→ **Extract**:
[Start]
The SCA judgment handed down in Allied Steelrode (Pty) Ltd v Dreyer and Another late last year underscores the importance of understanding “transacting at arm’s length” under the National Credit Act (NCA), particularly when lending money to family, friends, or even acquaintances.

In the case, the SCA set aside an order of the High Court in Johannesburg after the appeals court concluded that a loan offered as a gesture of friendship, where it is not customary for a person to do so and where no interest is levied, cannot be said to be an arm’s length transaction as provided for in section 4 of the NCA.

The order of the High Court held that a loan agreement entered between parties who shared a close bond and where no interest was levied against the borrower was subject to the NCA, and a subsequent acknowledgement of debt (AOD) constituted a credit agreement under the Act.

Whether this loan agreement falls under the category of a credit agreement determines, among other things, whether the lender should have been registered as a credit provider under the NCA. This, in turn, impacts the lender’s right of recourse if the money is not repaid in that such an agreement may be seen as unlawful.

The facts of the case

In 2013, businessman Paul Dreyer (the respondent) bought out his business partner Tony Cimato’s 50% shares in Lasercraft after a tragic accident involving Dreyer’s son on Cimato’s property. Needing R28m for the buyout but having only R13m, Dreyer accepted a loan of R15m from W V Rippon and A Chadha, the owners of Allied Steelrode (the appellant), a steel-processing company with which Lasercraft did business.

Rippon testified that he had known Dreyer for about 20 years, describing a relationship that went beyond business. They had socialised together, including participating in activities such as a biking rally, and visited each other. Dreyer even asked Rippon to accompany him to identify his son’s body.

The testimony states that, noticing signs of distress in Dreyer, Rippon discussed with Chadha how to help him. Chadha offered to lend Dreyer the money needed to bridge the financial gap. Rippon testified that although he didn’t agree at first he later chose to help, a decision influenced by “emotion”.

The loan was initially informal, agreed upon with a handshake and without interest. The terms of the loan agreement were later formalised in the AOD signed on 1 October 2014. The AOD included a grace period of six months before interest would accrue on mora (a wilful delay or default on terms).

Claims before the court

Although Dreyer and his wife, Aletia (the second respondent), admitted to the existence of the AOD, they invoked the applicability of the NCA and a clause of the AOD.

Allied Steelrode pleaded two alternative claims. The first was repayment of the R15m, based on the signed AOD. The other was that if the court found that the AOD was not compliant with the formalities of the NCA, rendering it unlawful and/or void, then the Dreyers would be “unjustly enriched” to the amount of R15m.
[End]
→ **Actions to take**:
A) Answer these questions from the loan case article:
(i) How much money did Dreyer need for the buyout, and how much did he have?
(ii) For about how many years had Rippon known Dreyer?
(iii) On what date was the AOD signed?
B) Transcribe the part of the loan case article that opens with the words containing "The facts of" and closes with "Lasercraft did business.".

→ **Stored data**:
[Start]
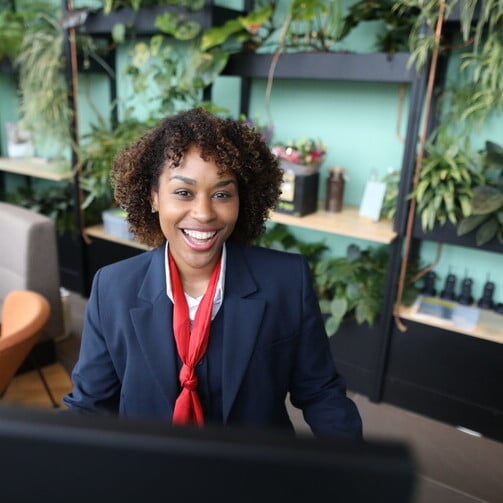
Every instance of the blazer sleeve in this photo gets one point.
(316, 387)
[End]
[Start]
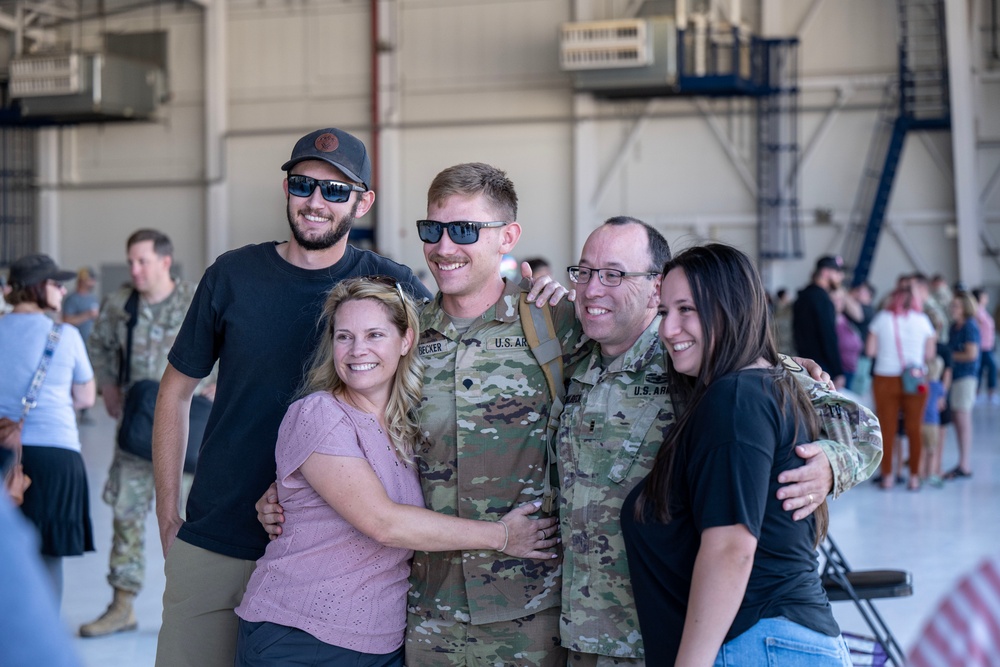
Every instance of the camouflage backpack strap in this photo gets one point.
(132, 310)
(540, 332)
[End]
[Start]
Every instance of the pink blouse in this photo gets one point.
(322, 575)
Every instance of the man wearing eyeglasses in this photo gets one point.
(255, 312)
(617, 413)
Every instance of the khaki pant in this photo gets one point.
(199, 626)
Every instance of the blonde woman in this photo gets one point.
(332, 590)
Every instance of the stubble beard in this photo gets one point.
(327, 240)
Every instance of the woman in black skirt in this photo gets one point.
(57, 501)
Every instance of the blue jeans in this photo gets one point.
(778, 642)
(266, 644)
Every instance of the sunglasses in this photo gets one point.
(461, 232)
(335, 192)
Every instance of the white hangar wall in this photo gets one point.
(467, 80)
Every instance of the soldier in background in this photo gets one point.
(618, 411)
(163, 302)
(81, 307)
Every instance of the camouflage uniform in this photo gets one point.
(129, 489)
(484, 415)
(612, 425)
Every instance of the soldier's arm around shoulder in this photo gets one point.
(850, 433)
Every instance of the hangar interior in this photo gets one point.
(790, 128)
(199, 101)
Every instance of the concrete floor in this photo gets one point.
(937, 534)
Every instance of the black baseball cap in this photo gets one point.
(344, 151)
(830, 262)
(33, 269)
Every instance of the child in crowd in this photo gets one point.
[End]
→ **Results in order**:
A)
(i) He needed R28m and had R13m.
(ii) About 20 years.
(iii) 1 October 2014.

B)
The facts of the case

In 2013, businessman Paul Dreyer (the respondent) bought out his business partner Tony Cimato’s 50% shares in Lasercraft after a tragic accident involving Dreyer’s son on Cimato’s property. Needing R28m for the buyout but having only R13m, Dreyer accepted a loan of R15m from W V Rippon and A Chadha, the owners of Allied Steelrode (the appellant), a steel-processing company with which Lasercraft did business.